ISLAMABAD: Tourism may have been brought to a near-standstill by COVID-19, but the industry, which accounts for 10 per cent of global GDP, finds itself in a unique position to help put the global economy back on its feet, once the pandemic has passed.
That’s the view from the World Travel Organisation (UNWTO), which is closely monitoring the new coronavirus crisis from its Madrid headquarters and collaborating with other UN agencies on ways to mitigate its impact.
“COVID-19 has impacted travel and tourism like no other event before in history”, said UNWTO Secretary-General, Zurab Pololikashvili, ahead of a meeting last Thursday of the agency’s Global Tourism Crisis Committee at its Madrid headquarters.
That committee, which brings together participants from around the world via video-teleconference, is tackling such key questions as how borders will reopen, what mobility will look like and what tourists will be seeking when they emerge from so many weeks of self-isolation at home.
“With tourism suspended, the benefits that the sector brings are under threat”, he said. “Millions of jobs could be lost and progress made in the fields of equality and sustainable economic growth could be rolled back.”

[Dataset entries]
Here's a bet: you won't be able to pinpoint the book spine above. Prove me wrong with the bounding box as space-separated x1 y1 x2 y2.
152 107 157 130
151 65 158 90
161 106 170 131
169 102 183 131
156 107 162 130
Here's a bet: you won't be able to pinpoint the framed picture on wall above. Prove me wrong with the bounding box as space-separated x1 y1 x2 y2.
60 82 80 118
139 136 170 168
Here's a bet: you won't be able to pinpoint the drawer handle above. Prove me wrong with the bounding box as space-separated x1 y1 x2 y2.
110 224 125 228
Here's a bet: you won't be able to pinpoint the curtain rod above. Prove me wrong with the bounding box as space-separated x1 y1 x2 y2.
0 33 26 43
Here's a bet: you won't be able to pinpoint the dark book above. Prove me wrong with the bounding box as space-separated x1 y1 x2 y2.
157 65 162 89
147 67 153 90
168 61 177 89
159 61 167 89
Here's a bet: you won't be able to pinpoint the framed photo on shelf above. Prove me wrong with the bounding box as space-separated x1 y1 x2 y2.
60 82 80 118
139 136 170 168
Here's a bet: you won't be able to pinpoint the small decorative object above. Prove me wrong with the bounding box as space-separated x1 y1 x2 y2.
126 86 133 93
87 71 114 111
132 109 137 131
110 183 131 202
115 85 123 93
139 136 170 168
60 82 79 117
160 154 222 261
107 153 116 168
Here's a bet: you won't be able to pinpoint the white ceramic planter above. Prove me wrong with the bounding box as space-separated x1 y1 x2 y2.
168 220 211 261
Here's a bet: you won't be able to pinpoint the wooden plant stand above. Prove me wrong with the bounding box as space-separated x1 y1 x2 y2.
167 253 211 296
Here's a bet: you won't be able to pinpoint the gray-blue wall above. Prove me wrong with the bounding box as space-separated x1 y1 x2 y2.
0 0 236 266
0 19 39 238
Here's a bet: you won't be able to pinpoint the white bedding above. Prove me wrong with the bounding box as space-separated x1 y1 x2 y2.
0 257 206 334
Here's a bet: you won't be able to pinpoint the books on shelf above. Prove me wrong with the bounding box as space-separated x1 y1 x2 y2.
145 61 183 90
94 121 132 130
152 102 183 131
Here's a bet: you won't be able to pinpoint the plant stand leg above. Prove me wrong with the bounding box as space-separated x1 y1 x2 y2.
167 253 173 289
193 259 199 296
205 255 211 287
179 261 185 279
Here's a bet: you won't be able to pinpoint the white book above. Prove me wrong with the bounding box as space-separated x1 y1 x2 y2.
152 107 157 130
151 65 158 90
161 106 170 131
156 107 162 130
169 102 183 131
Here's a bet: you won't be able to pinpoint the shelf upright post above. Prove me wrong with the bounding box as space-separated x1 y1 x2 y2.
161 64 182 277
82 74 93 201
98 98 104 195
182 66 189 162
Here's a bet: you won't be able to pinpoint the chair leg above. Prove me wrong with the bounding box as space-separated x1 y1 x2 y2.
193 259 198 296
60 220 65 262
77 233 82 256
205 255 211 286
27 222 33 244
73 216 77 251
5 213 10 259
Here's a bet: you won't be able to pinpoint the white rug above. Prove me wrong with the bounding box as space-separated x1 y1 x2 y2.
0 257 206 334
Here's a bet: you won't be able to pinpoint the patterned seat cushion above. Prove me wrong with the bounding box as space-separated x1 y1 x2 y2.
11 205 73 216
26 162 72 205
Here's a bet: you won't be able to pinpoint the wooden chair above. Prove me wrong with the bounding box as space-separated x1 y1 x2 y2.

## WORK TO COMPLETE:
Reproduce the passage on tourism and COVID-19 above, from "ISLAMABAD: Tourism may" up to and including "mitigate its impact.", word for word.

## ANSWER TO THIS EXERCISE:
ISLAMABAD: Tourism may have been brought to a near-standstill by COVID-19, but the industry, which accounts for 10 per cent of global GDP, finds itself in a unique position to help put the global economy back on its feet, once the pandemic has passed.
That’s the view from the World Travel Organisation (UNWTO), which is closely monitoring the new coronavirus crisis from its Madrid headquarters and collaborating with other UN agencies on ways to mitigate its impact.